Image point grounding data

------------------------------

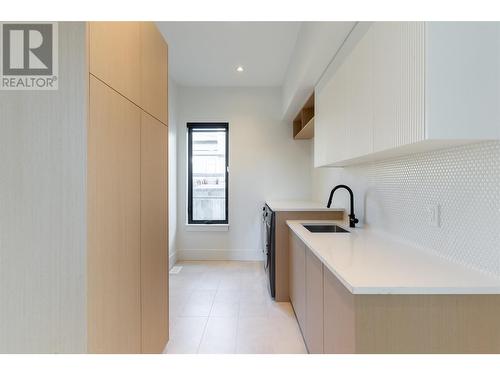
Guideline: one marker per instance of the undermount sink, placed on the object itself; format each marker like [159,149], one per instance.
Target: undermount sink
[324,228]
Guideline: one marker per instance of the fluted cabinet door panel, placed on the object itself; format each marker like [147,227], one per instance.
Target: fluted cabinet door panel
[154,225]
[113,220]
[398,73]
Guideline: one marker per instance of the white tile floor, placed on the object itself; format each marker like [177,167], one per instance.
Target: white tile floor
[224,307]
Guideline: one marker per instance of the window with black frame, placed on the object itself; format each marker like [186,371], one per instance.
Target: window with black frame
[208,173]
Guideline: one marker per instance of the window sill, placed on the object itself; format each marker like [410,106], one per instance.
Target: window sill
[207,227]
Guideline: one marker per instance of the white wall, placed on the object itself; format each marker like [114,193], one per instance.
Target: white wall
[392,196]
[172,171]
[42,209]
[265,163]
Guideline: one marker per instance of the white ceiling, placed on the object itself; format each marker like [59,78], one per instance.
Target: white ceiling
[207,53]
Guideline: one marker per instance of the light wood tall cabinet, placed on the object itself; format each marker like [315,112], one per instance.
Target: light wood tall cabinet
[333,320]
[127,265]
[114,225]
[298,279]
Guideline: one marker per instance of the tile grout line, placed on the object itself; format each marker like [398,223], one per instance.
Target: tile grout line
[206,323]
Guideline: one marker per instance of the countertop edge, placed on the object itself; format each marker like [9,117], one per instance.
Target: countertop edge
[384,290]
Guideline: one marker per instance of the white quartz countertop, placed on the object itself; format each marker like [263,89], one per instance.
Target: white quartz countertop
[369,262]
[299,206]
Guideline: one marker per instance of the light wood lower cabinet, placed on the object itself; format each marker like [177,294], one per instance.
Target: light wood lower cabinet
[154,248]
[282,245]
[337,321]
[113,181]
[115,56]
[314,303]
[298,279]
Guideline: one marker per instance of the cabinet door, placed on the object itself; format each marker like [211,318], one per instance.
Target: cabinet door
[398,84]
[330,119]
[298,279]
[115,56]
[154,248]
[338,313]
[113,183]
[359,100]
[314,303]
[154,63]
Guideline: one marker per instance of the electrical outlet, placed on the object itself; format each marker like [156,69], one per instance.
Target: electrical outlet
[433,215]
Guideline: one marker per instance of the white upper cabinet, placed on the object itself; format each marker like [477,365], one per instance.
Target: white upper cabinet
[402,87]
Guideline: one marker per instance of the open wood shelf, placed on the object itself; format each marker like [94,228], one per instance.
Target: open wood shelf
[303,124]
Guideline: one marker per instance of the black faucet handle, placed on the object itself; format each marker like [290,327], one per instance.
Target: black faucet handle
[353,221]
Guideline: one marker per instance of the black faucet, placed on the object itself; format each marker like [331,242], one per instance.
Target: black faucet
[352,218]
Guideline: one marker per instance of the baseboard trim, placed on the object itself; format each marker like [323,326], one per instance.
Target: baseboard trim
[172,259]
[215,254]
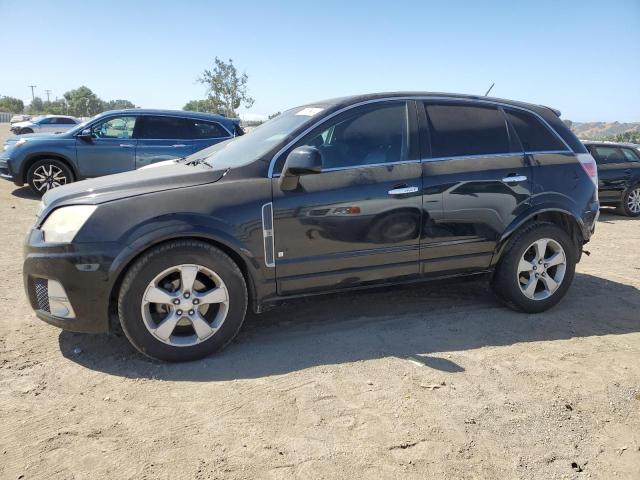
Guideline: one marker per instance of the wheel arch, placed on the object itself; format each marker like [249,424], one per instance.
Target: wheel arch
[236,257]
[45,156]
[557,216]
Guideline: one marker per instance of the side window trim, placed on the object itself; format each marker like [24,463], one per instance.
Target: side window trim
[420,98]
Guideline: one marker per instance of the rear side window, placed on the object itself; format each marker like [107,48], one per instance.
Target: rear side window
[533,135]
[204,129]
[631,155]
[606,155]
[164,128]
[459,130]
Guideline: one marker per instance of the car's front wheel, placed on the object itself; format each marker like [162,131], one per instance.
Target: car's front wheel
[46,174]
[182,301]
[538,268]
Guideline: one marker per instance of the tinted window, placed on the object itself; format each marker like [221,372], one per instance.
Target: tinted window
[374,135]
[457,130]
[114,127]
[631,155]
[202,129]
[607,154]
[533,135]
[168,128]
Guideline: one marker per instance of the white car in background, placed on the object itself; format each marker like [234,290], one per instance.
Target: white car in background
[45,124]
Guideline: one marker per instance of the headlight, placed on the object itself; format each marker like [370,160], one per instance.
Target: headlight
[62,225]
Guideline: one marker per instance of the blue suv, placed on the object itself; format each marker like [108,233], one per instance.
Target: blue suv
[112,142]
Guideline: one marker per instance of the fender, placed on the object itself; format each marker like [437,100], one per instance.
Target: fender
[260,281]
[527,217]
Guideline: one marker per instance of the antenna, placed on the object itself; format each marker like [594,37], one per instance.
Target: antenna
[489,89]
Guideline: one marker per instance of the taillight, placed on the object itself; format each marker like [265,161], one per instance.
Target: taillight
[589,166]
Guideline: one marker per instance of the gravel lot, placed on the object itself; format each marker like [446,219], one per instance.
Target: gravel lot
[429,381]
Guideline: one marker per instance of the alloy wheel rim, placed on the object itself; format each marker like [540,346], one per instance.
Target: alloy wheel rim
[185,305]
[541,269]
[46,177]
[633,201]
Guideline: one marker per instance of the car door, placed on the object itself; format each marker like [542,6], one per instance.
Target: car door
[359,220]
[162,138]
[207,133]
[614,172]
[110,149]
[477,172]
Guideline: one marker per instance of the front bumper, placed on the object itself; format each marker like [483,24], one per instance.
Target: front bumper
[84,272]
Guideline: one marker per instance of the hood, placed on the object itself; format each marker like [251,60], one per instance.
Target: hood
[131,184]
[37,136]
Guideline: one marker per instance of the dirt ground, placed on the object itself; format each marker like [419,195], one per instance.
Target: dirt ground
[429,381]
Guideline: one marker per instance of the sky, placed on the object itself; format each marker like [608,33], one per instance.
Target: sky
[581,57]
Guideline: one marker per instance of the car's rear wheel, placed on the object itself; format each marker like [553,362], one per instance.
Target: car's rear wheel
[538,268]
[46,174]
[630,205]
[182,301]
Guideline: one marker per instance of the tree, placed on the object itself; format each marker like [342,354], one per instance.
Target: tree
[36,106]
[118,104]
[11,105]
[226,90]
[83,102]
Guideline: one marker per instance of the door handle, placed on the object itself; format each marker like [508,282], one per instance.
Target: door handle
[403,190]
[515,179]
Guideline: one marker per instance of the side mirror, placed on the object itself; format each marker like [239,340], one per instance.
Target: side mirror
[85,135]
[303,161]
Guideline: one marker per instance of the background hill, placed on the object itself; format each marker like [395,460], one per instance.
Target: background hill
[606,130]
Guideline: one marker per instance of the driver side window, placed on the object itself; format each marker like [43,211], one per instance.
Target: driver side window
[114,127]
[371,135]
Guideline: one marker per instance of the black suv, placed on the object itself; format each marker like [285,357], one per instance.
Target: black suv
[618,175]
[340,194]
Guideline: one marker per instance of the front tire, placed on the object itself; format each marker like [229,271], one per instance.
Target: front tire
[537,269]
[46,174]
[630,205]
[182,301]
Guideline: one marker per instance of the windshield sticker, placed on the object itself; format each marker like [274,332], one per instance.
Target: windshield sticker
[309,111]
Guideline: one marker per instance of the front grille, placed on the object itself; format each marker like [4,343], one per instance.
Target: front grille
[42,293]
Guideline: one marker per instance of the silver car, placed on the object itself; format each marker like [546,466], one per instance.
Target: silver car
[45,124]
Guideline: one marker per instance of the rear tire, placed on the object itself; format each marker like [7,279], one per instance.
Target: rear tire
[163,272]
[630,205]
[536,271]
[48,173]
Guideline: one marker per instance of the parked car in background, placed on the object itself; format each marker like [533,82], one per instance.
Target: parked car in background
[112,142]
[45,124]
[618,175]
[19,118]
[339,194]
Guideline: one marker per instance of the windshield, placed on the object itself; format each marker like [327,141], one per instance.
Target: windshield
[255,144]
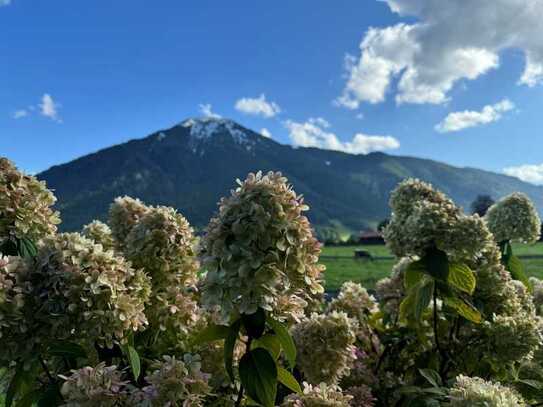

------------------------------

» TO DO
Every line above should be returned exactly; the pictures stay out.

» ANSWER
Guideline: one marker per instance of the undermount sink, placed on the object itself; format each marker like [159,149], one per instance.
Target: undermount sink
[324,228]
Guideline: one marker per instance of the fluted cabinet door panel, placed on the object itself; format each marker like [147,227], one per instance.
Target: fluted cabinet door panel
[154,225]
[113,220]
[398,73]
Guideline: one marker per instance of the white tile floor, placed on the object itself; format each marker like [177,167], one per instance.
Target: white tile floor
[224,307]
Guideline: one marker per instance of the window with black frame, placed on the object itself; format each marker like [186,371], one per instance.
Target: window with black frame
[208,173]
Guideline: one marker per instance of the window sill, placed on the object itself; format each marker like [410,106], one per instance.
Target: window sill
[207,227]
Guideline: one marker per instance of the white wall, placed on the object itself; format each marker like [114,193], one per instance.
Target: white wall
[392,196]
[172,171]
[42,209]
[265,163]
Guideline: one marker per instance of the white ceiling, placed on the object itself; format each marker like [59,78], one per instance.
Target: white ceiling
[207,53]
Guideline: one marker per instance of the light wood tall cabinet, placed on the object itself; format each marker like [315,112], one per instance.
Target: light wood tall cabinet
[333,320]
[127,265]
[114,225]
[298,279]
Guideline: one marker per instance of the tile grout line, placed on the object itself; format each marker like [398,223], one per instance.
Target: tile grout line
[206,323]
Guideline: one marker per instance of the countertop edge, placed on the object itself; format each marker like [9,117], one per instance.
Target: countertop edge
[384,290]
Guideline: one marker per instance of the white quartz countertop, placed on the object itself; format each marker like [263,89], one per instance.
Target: white quartz countertop
[369,262]
[299,206]
Guideline: one marker per instance of the light wood lower cabinet, placed on the object itself; format each marker like [177,294], one per instance.
Target: light wood lower cabinet
[154,248]
[282,245]
[337,321]
[113,181]
[115,56]
[314,303]
[298,279]
Guideline: one marker per instance of the cabinet door, placed on the object itself; format each marker like [211,318], one per instance.
Target: cabinet door
[398,84]
[330,119]
[298,279]
[115,56]
[154,248]
[338,313]
[113,183]
[359,100]
[314,303]
[154,63]
Guideline: one marker per instance of the electrical outlet, placed on the object itself; format each marker like [156,69], one per instance.
Target: electrical outlet
[433,215]
Guideline: one marker per instance of the white upper cabinet, placed on the object itself; format each marker like [477,365], one per instance.
Target: white upper cabinet
[402,87]
Guideline: one marker per instance of the open wood shelf, placed on the object itself; format each marker like [94,228], one per instance.
Target: open wood shelf
[303,124]
Guideline: one marker per instance of the black faucet handle, placed on the object itself; format each marker like [290,327], one per instance.
Target: black faucet handle
[353,221]
Guideline: one marker per instance of the black faucet, placed on the object itself; format each marker like [331,242], one per instance.
Target: black faucet
[352,218]
Guideline: one marker per instance of the baseboard trim, placed on the object itself; format each marker like [323,326], one per instance.
Target: baseboard trim
[172,259]
[215,254]
Guideline: one marker per instance of the wheel arch, placed on the object itself; format each marker like [249,424], one per instance.
Target: wheel arch
[236,257]
[45,156]
[557,216]
Guideline: one marker per instance of the side window trim, placed on the object itself; format each marker like [24,463], one per instance.
Target: side window trim
[420,98]
Guideline: one marker per instance of the rear side window, placed on the object itself; format each marker like [107,48], one per instance.
Target: rear side window
[533,135]
[204,129]
[631,155]
[606,155]
[164,128]
[459,130]
Guideline: one marker per instance of the car's front wheel, placed on the object itself; format each marker like [162,131], one per instance.
Target: car's front wheel
[46,174]
[182,301]
[538,268]
Guideline: one marker per instance of the tinted window, placed on the object itself; format each marker like [221,372], one per instance.
Target: tinted window
[374,135]
[457,130]
[114,127]
[631,155]
[202,129]
[607,154]
[533,135]
[168,128]
Guideline: one marker per instance of the white car in background, placed on the object itself; format each marker like [234,290], one per instance.
Target: white car in background
[45,124]
Guideline: one marker per instance of the headlight, placed on the object itself; format each marker like [370,160], one per instance.
Target: headlight
[62,225]
Guideline: one marker per instance of the blue suv, placed on the object itself; format each marker like [108,233], one per instance.
Target: blue suv
[112,142]
Guideline: one marker per instance of the fender, placed on the object itself; format each marker like [437,100], one per instance.
Target: fender
[260,281]
[527,217]
Guideline: one marker per instance of the antenna, placed on the object itself; format each marker like [594,37], one per instance.
Target: antenna
[489,89]
Guideline: one marker per instance of the taillight, placed on the object itself; format each marker like [265,161], one per instance.
Target: taillight
[589,166]
Guideline: one marker per instance of the gravel lot, placed on the object itself; format each marker like [446,219], one per instance.
Target: gravel lot
[429,381]
Guideline: one marker per instance of the alloy wheel rim, placed on the object itself; format each marker like [540,346], one per instance.
Target: alloy wheel rim
[185,305]
[541,269]
[46,177]
[633,201]
Guideline: one marker per instance of the car door, placed on the object itself; format each marker like [542,6], one per instance.
Target: car door
[359,220]
[162,138]
[207,133]
[614,172]
[110,149]
[477,172]
Guideline: one marker per instance of the front bumper, placed on the object itself; format each marker like [483,24], one per instance.
Target: front bumper
[84,272]
Guideline: one marker per instance of the hood, placed on the object itself; format each marker like [251,60], one per instance.
Target: hood
[131,184]
[37,136]
Guideline: one marker per instance of the dirt ground, placed on the object itself; format each marker like [419,195], one per instance.
Target: dirt ground
[429,381]
Guideline: one marker per instance of the sky, placed on the object itself; format each marker like [608,33], one per instance.
Target: sky
[581,57]
Guideline: one marker per instance of the car's rear wheel, placed on the object itself; format each marker like [553,362], one per instance.
Target: car's rear wheel
[538,268]
[46,174]
[630,205]
[182,301]
Guideline: one marker per instance of the tree, placed on the object itself; format each marker like [342,354], one per instance.
Target: tree
[36,106]
[118,104]
[11,105]
[226,90]
[83,102]
Guideline: one marker per instance of the door handle, placed on the object itself; format each marker like [508,282], one per instance.
Target: door handle
[403,190]
[515,179]
Guideline: one marker per instance of the side mirror, placed on the object itself; format each marker like [239,340], one per instance.
Target: side mirror
[85,135]
[303,161]
Guideline: one marker per instance of the background hill, placed on the object itself; format each marker like [395,460], one per instance.
Target: background hill
[606,130]
Guideline: one marker per instance of the driver side window, placed on the object itself; format each marker like [43,211], one per instance.
Target: driver side window
[114,127]
[371,135]
Guideline: one marker per instance of the black suv, placed on the object itself; format each marker like [285,357], one per instance.
Target: black suv
[618,175]
[340,194]
Guideline: one marker per instance of the front tire, placed on the object itself; format each marker like [229,271], one per instance.
Target: front tire
[537,269]
[46,174]
[630,205]
[182,301]
Guideline: one marker per instance of the windshield sticker, placed on the object itself; format each marker like [274,332], one per instance.
Target: windshield sticker
[309,111]
Guideline: one marker per instance of the front grille, placed on the object itself; format each marker like [4,343], one per instance.
Target: front grille
[42,293]
Guideline: one marker per instance of the silver car, placed on the object itself; format each marker like [546,466], one per instance.
Target: silver car
[45,124]
Guideline: one marker per instance of the rear tire, placed on the object itself; format each marker like [7,279], one per instance.
Target: rear tire
[163,272]
[630,205]
[536,271]
[48,173]
Guideline: one marker per instance of the parked car in background, placed on the object itself; format each marker like [533,82], one per instance.
Target: parked car in background
[112,142]
[45,124]
[618,175]
[19,118]
[339,194]
Guideline: one marker per instance of the windshield, placed on the object itself; format each marker like [327,141], one per instance.
Target: windshield
[255,144]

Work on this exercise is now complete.